START Extracted material

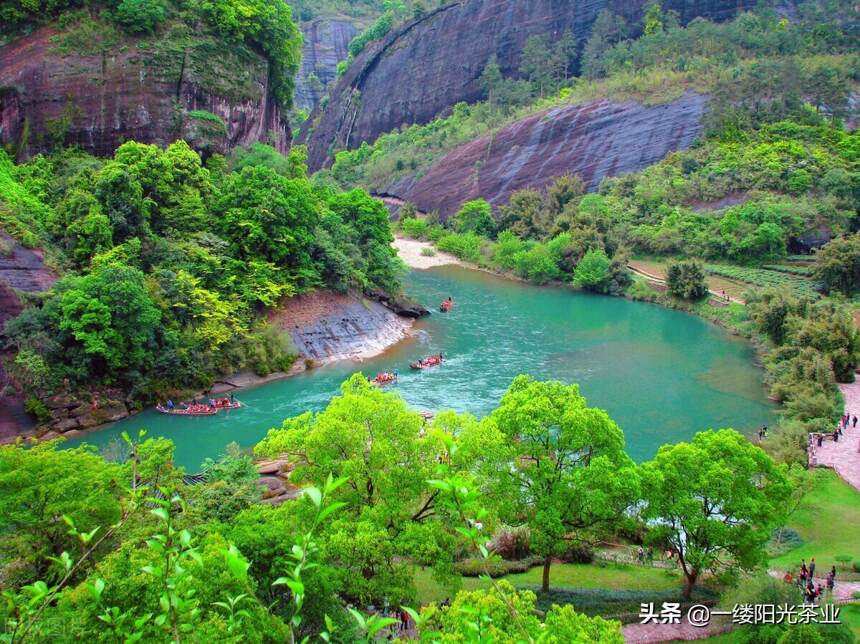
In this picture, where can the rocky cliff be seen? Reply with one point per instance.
(592, 140)
(424, 67)
(326, 43)
(61, 86)
(20, 270)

END Extracted material

Exercise objective: Set down every entry above without alteration, but print no images.

Answer to the exercise:
In this picture, where can the rocky cliff be seen? Reply with one point per instance.
(592, 140)
(424, 67)
(326, 43)
(61, 86)
(20, 270)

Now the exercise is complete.